In the entries that follow, the lines from the one with "Target: bearded man" through the one with "Target: man's ear" are the ones to write out, exactly and with both ends included. Nothing else should appear.

<<<<

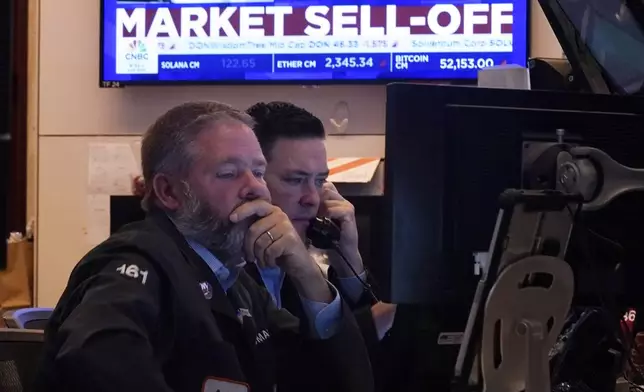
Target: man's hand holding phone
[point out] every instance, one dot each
(340, 210)
(272, 241)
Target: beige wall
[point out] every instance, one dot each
(68, 111)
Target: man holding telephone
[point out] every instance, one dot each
(293, 142)
(165, 305)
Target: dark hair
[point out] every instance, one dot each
(168, 145)
(277, 120)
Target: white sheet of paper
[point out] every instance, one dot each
(215, 385)
(98, 219)
(112, 167)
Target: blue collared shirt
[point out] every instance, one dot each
(326, 317)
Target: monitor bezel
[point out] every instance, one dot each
(103, 83)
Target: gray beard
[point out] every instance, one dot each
(200, 223)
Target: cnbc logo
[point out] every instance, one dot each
(136, 51)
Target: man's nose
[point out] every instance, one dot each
(254, 187)
(310, 195)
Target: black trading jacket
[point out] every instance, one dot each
(143, 312)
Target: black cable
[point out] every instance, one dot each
(628, 343)
(366, 285)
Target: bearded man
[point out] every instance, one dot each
(165, 305)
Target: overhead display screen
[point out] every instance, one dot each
(196, 41)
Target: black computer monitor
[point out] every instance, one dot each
(450, 151)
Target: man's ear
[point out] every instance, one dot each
(166, 192)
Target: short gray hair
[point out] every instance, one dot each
(166, 145)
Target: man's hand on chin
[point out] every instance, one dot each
(272, 241)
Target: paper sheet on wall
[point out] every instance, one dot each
(112, 167)
(98, 219)
(136, 152)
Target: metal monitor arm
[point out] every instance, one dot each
(525, 294)
(596, 176)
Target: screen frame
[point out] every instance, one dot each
(103, 83)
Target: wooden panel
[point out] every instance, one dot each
(64, 215)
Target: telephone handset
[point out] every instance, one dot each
(324, 233)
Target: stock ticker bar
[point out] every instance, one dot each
(241, 41)
(381, 62)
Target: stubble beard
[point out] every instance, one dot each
(197, 221)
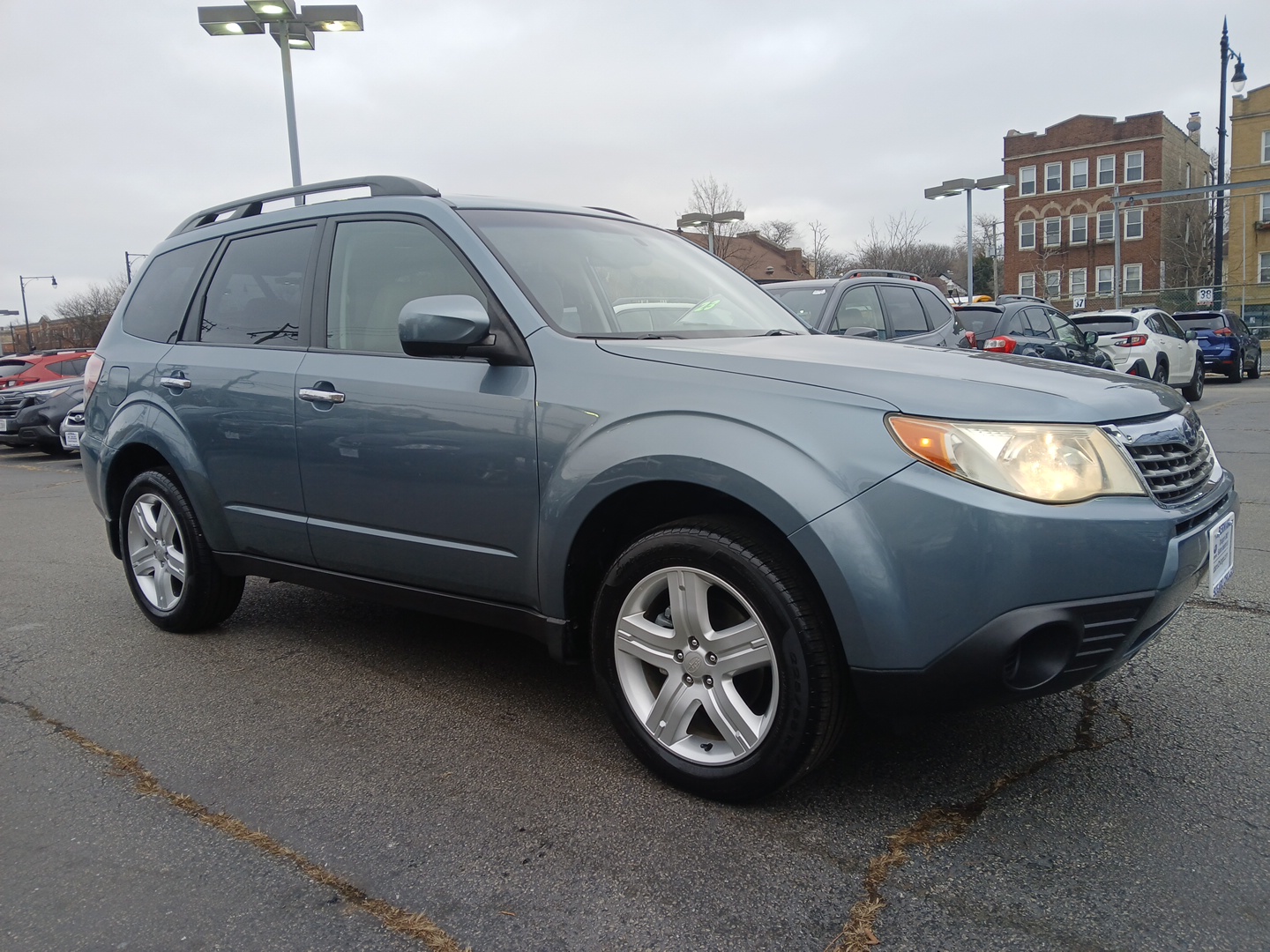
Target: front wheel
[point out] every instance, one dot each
(169, 565)
(714, 660)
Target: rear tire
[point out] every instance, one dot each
(713, 655)
(170, 568)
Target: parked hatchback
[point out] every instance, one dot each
(430, 400)
(1147, 343)
(1030, 328)
(879, 305)
(1227, 343)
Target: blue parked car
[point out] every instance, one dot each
(1226, 342)
(573, 424)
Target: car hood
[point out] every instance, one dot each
(925, 381)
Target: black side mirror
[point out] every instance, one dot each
(444, 325)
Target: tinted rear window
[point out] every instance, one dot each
(161, 300)
(1104, 325)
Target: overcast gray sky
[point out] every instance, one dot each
(121, 117)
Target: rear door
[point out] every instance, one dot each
(230, 383)
(415, 470)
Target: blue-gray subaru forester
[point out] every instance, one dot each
(566, 421)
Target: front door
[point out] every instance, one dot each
(415, 470)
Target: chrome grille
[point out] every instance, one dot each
(1172, 455)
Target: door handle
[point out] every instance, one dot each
(322, 397)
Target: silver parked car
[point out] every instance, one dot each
(467, 405)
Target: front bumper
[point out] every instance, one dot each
(950, 596)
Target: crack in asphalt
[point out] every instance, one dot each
(413, 926)
(945, 824)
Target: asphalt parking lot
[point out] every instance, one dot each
(322, 773)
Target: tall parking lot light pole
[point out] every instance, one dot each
(698, 219)
(1237, 81)
(26, 319)
(955, 187)
(291, 29)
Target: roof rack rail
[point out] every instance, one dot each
(879, 273)
(251, 205)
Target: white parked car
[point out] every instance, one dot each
(1148, 343)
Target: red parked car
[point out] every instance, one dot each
(46, 365)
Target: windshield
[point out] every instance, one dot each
(1105, 325)
(602, 279)
(1200, 322)
(805, 303)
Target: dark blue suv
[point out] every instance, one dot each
(471, 406)
(1226, 342)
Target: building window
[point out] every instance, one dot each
(1027, 235)
(1133, 167)
(1053, 176)
(1132, 224)
(1106, 227)
(1080, 173)
(1106, 169)
(1027, 181)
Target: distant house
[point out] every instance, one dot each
(756, 257)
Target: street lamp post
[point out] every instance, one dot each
(698, 219)
(26, 319)
(291, 29)
(955, 187)
(1237, 81)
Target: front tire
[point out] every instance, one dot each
(170, 569)
(714, 659)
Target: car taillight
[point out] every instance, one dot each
(92, 374)
(1005, 346)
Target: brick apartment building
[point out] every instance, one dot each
(1059, 217)
(1247, 258)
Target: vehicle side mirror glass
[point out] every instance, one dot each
(444, 325)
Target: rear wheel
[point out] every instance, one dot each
(712, 654)
(169, 565)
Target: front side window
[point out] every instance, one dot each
(1027, 235)
(1133, 224)
(164, 290)
(1132, 279)
(1053, 233)
(1106, 169)
(1053, 176)
(582, 271)
(1080, 173)
(1133, 163)
(1106, 227)
(906, 314)
(859, 308)
(377, 267)
(1027, 181)
(254, 294)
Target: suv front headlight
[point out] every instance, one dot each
(1042, 462)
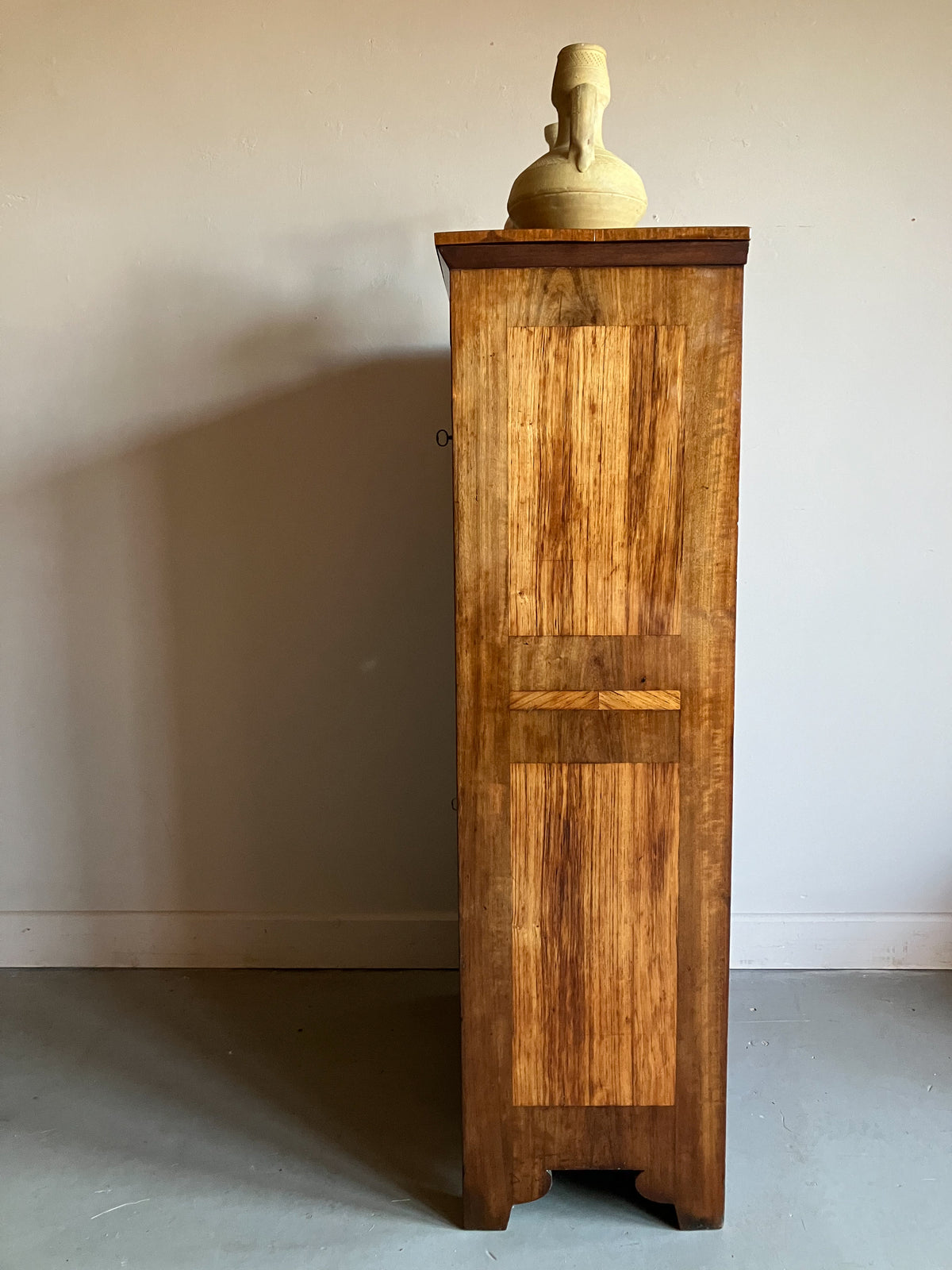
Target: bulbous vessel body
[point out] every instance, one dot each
(578, 184)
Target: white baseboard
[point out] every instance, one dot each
(187, 940)
(842, 941)
(765, 941)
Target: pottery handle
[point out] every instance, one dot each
(583, 110)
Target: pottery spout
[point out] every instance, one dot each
(584, 110)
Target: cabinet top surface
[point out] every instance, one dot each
(579, 249)
(654, 234)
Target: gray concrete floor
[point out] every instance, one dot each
(160, 1119)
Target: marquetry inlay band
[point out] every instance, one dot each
(616, 698)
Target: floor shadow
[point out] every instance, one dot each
(298, 1081)
(613, 1191)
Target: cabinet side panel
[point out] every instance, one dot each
(594, 912)
(480, 483)
(711, 469)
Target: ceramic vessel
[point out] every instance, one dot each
(578, 184)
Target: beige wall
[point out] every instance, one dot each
(226, 592)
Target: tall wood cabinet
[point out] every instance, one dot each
(596, 435)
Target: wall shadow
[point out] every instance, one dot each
(254, 635)
(258, 632)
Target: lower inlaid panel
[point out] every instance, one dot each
(594, 854)
(607, 698)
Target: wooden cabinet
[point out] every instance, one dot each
(596, 433)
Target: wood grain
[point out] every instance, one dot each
(594, 662)
(568, 253)
(594, 480)
(645, 234)
(594, 736)
(478, 323)
(594, 908)
(508, 1149)
(625, 698)
(619, 698)
(554, 700)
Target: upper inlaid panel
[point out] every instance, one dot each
(596, 479)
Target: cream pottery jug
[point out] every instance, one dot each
(578, 184)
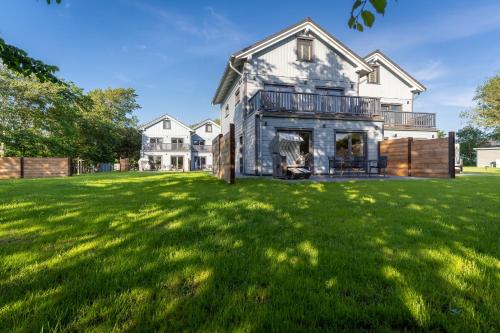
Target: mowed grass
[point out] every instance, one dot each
(186, 252)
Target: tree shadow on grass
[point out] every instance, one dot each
(187, 252)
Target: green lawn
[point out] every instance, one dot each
(185, 252)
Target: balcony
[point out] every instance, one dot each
(166, 147)
(202, 148)
(418, 120)
(313, 103)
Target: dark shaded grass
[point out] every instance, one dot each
(142, 252)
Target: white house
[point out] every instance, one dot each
(303, 84)
(169, 144)
(201, 144)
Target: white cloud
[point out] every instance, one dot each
(431, 71)
(445, 26)
(122, 77)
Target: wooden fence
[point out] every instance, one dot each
(224, 156)
(433, 158)
(34, 167)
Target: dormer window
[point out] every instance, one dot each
(374, 76)
(167, 124)
(304, 49)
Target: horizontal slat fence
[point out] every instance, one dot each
(433, 158)
(34, 167)
(10, 167)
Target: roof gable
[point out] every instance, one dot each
(378, 56)
(202, 123)
(161, 118)
(238, 58)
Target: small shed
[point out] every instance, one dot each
(488, 156)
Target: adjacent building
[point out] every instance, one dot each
(302, 84)
(169, 144)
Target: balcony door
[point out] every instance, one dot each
(177, 143)
(350, 145)
(327, 102)
(177, 162)
(200, 162)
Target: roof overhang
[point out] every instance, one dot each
(378, 56)
(239, 58)
(161, 118)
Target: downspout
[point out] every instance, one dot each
(260, 144)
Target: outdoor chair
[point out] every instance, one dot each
(380, 165)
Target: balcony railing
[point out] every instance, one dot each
(409, 119)
(313, 103)
(166, 147)
(202, 148)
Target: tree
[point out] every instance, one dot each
(487, 111)
(108, 129)
(469, 138)
(360, 8)
(38, 118)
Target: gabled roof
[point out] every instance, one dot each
(378, 55)
(161, 118)
(239, 57)
(203, 122)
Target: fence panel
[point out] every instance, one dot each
(434, 158)
(40, 167)
(10, 167)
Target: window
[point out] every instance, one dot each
(155, 140)
(167, 124)
(374, 77)
(237, 97)
(304, 49)
(392, 107)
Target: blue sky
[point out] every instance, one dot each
(173, 52)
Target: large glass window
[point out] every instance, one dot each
(350, 145)
(177, 162)
(392, 107)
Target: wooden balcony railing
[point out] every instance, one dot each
(202, 148)
(167, 147)
(409, 119)
(313, 103)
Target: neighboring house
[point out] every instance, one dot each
(303, 83)
(169, 144)
(201, 144)
(488, 156)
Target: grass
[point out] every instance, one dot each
(185, 252)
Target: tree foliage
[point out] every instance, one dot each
(362, 13)
(487, 111)
(471, 137)
(43, 118)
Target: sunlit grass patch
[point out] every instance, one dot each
(186, 252)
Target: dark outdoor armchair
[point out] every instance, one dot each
(380, 165)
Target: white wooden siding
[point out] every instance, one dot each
(390, 90)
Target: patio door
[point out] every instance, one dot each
(350, 145)
(200, 162)
(177, 162)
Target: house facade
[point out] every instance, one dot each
(169, 144)
(303, 83)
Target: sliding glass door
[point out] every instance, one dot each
(350, 145)
(177, 162)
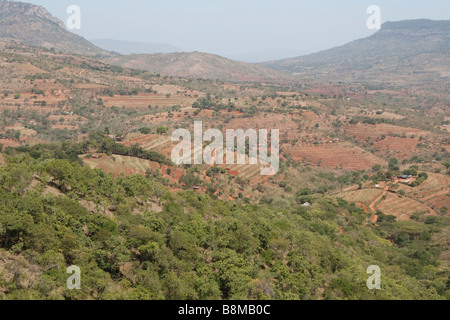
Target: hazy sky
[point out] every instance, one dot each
(252, 30)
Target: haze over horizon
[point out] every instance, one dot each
(251, 31)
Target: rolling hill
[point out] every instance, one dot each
(134, 47)
(33, 25)
(199, 65)
(412, 51)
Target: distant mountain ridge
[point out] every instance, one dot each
(199, 65)
(134, 47)
(33, 25)
(400, 49)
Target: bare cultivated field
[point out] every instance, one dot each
(435, 185)
(336, 155)
(363, 131)
(402, 207)
(143, 100)
(365, 196)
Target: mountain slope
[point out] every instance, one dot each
(34, 26)
(133, 47)
(199, 65)
(413, 50)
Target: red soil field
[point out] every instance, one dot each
(336, 155)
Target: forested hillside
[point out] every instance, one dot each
(133, 239)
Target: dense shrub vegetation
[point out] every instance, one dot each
(55, 213)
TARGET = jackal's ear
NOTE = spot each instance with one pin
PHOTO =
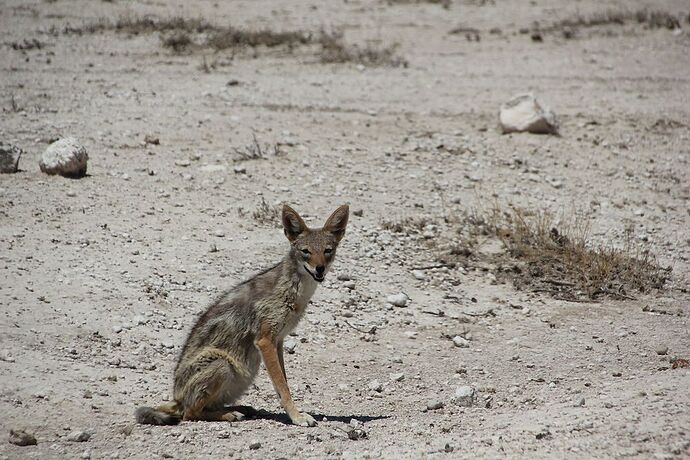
(337, 222)
(293, 225)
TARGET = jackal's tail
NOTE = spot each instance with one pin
(167, 414)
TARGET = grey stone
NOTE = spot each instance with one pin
(21, 438)
(254, 445)
(397, 376)
(419, 275)
(461, 342)
(399, 300)
(434, 404)
(79, 436)
(9, 158)
(66, 157)
(464, 396)
(523, 113)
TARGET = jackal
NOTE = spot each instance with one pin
(223, 351)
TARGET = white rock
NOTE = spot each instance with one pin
(464, 396)
(289, 345)
(461, 342)
(399, 300)
(524, 113)
(375, 385)
(9, 158)
(6, 356)
(66, 157)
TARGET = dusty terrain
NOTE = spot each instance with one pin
(102, 276)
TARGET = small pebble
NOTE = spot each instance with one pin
(78, 436)
(254, 445)
(434, 405)
(22, 438)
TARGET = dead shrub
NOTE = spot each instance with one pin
(544, 254)
(335, 50)
(266, 214)
(177, 41)
(406, 225)
(444, 3)
(256, 150)
(231, 37)
(653, 19)
(179, 33)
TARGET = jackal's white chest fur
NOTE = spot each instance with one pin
(305, 291)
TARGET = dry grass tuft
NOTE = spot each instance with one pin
(256, 150)
(231, 37)
(406, 225)
(557, 257)
(653, 19)
(140, 25)
(444, 3)
(266, 214)
(178, 41)
(179, 34)
(335, 50)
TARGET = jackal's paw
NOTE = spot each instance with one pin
(303, 419)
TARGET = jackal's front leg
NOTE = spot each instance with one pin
(269, 352)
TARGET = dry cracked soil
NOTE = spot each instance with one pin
(191, 148)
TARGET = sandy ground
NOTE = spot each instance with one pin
(103, 276)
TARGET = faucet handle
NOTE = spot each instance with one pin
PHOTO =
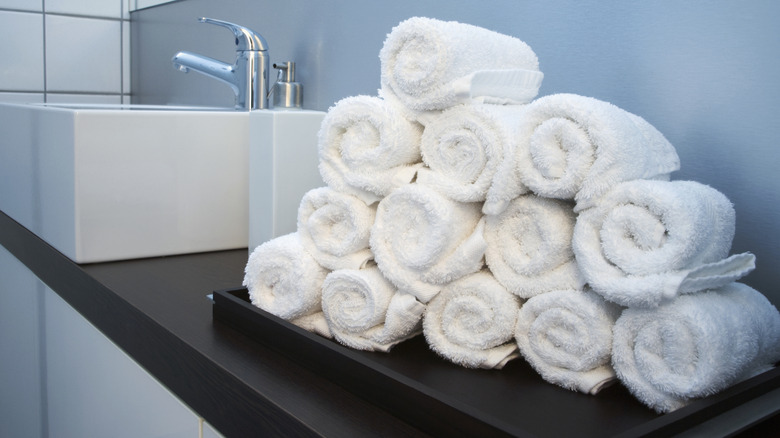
(246, 39)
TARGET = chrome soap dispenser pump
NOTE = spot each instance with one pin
(287, 94)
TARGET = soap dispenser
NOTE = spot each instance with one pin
(287, 94)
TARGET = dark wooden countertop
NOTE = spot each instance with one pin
(157, 311)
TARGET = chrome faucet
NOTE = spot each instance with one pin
(248, 76)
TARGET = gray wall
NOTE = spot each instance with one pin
(703, 72)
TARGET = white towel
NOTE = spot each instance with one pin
(284, 280)
(463, 147)
(429, 64)
(576, 147)
(696, 345)
(471, 322)
(367, 147)
(566, 336)
(366, 312)
(646, 241)
(422, 240)
(529, 246)
(334, 228)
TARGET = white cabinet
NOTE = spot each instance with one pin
(21, 368)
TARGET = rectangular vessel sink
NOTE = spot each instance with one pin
(104, 183)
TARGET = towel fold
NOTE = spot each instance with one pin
(422, 240)
(696, 345)
(529, 246)
(334, 228)
(366, 312)
(284, 280)
(463, 147)
(566, 336)
(429, 64)
(645, 242)
(471, 322)
(576, 147)
(367, 147)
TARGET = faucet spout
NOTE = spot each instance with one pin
(187, 61)
(248, 76)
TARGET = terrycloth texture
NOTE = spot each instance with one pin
(463, 147)
(576, 147)
(566, 336)
(471, 322)
(529, 246)
(695, 346)
(645, 242)
(367, 147)
(429, 64)
(284, 280)
(334, 228)
(422, 240)
(365, 311)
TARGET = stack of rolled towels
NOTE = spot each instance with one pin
(499, 225)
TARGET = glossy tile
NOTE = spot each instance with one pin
(97, 8)
(21, 49)
(83, 54)
(84, 98)
(21, 97)
(24, 5)
(126, 57)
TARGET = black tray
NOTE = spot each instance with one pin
(444, 399)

>>>>

◆ Exercise output ◆
Target: bearded man
[point out] every instance, one dot each
(165, 305)
Target: overhead display screen
[point out] every instance, one dot each
(196, 41)
Target: black computer monitor
[point out] every instance, one dot each
(450, 151)
Target: man's ear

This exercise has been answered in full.